Point-per-instance localization data:
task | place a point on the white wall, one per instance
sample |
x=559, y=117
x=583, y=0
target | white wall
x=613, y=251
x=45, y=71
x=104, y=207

**Instructions to follow:**
All of the entries must be printed again exactly as given.

**Answer to this problem:**
task | place a point on the white wall, one per instance
sample |
x=559, y=117
x=583, y=0
target | white wall
x=613, y=251
x=45, y=71
x=104, y=207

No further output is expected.